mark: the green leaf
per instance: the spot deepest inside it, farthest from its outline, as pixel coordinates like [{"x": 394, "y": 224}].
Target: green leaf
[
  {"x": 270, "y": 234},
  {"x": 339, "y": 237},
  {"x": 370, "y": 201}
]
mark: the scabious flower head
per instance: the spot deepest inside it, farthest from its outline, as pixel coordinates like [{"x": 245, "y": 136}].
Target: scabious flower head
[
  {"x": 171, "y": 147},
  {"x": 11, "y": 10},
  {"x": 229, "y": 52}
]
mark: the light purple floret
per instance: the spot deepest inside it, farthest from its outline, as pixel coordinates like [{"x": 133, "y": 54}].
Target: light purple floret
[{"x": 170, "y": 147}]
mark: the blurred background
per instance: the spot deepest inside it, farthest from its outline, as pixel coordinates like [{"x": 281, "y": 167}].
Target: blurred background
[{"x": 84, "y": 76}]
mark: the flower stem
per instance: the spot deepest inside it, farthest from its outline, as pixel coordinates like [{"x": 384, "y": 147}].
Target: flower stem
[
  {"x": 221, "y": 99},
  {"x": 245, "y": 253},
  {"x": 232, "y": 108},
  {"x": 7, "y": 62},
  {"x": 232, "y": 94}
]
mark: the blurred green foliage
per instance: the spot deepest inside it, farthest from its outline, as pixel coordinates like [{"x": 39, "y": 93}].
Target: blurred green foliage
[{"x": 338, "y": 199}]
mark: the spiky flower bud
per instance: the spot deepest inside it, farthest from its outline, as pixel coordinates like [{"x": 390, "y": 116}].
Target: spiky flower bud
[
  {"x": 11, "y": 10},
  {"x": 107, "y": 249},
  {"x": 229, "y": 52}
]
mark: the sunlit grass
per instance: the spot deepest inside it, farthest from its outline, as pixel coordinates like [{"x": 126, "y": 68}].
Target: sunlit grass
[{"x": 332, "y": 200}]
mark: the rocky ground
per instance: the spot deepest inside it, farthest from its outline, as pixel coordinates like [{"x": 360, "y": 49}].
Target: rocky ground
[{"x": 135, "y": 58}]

Request: Recast the records above as a JSON array of strings, with one string per line and blank lines omitted.

Written solution:
[
  "mark: the green leaf",
  "per instance: the spot deepest inside it, farthest from its outline, as pixel coordinates like [{\"x\": 394, \"y\": 224}].",
  "Target: green leaf",
  "[",
  "  {\"x\": 270, \"y\": 234},",
  "  {\"x\": 339, \"y\": 237},",
  "  {\"x\": 370, \"y\": 201}",
  "]",
  "mark: the scabious flower head",
  "per instance: the spot deepest inside it, farthest from its outline, as pixel coordinates like [{\"x\": 245, \"y\": 136}].",
  "Target: scabious flower head",
  "[",
  "  {\"x\": 171, \"y\": 147},",
  "  {\"x\": 11, \"y\": 10},",
  "  {\"x\": 229, \"y\": 52}",
  "]",
  "mark: the light purple floret",
  "per instance: the spot deepest inside it, farthest from its outline, as pixel coordinates like [{\"x\": 133, \"y\": 54}].",
  "Target: light purple floret",
  "[{\"x\": 170, \"y\": 147}]",
  "mark: the blurred background",
  "per instance: the spot deepest inside it, farthest from its outline, as pixel coordinates like [{\"x\": 281, \"y\": 167}].",
  "Target: blurred background",
  "[{\"x\": 84, \"y\": 76}]",
  "mark: the flower stem",
  "per instance: the spot deepest inside it, farthest from its outline, as pixel coordinates like [{\"x\": 384, \"y\": 147}].",
  "Target: flower stem",
  "[",
  "  {\"x\": 221, \"y\": 99},",
  "  {\"x\": 245, \"y\": 253},",
  "  {\"x\": 232, \"y\": 108},",
  "  {\"x\": 7, \"y\": 62},",
  "  {\"x\": 232, \"y\": 94}",
  "]",
  "mark: the blurred green foliage",
  "per instance: the spot deepest inside it, farthest from its outline, as pixel coordinates like [{\"x\": 39, \"y\": 93}].",
  "Target: blurred green foliage",
  "[{\"x\": 338, \"y\": 199}]",
  "mark: the spiky flower bud",
  "per instance: the spot deepest inside it, farthest from its outline, as pixel coordinates like [{\"x\": 390, \"y\": 116}].",
  "Target: spiky flower bud",
  "[",
  "  {\"x\": 11, \"y\": 10},",
  "  {\"x\": 107, \"y\": 249},",
  "  {\"x\": 229, \"y\": 52}",
  "]",
  "mark: the sunlit grass",
  "per instance: the spot deepest inside it, farthest from its outline, as pixel coordinates like [{\"x\": 126, \"y\": 68}].",
  "Target: sunlit grass",
  "[{\"x\": 332, \"y\": 200}]",
  "mark: the rocky ground",
  "per instance: the spot deepest inside it, farthest from its outline, as pixel coordinates like [{\"x\": 360, \"y\": 49}].",
  "Target: rocky ground",
  "[{\"x\": 135, \"y\": 58}]"
]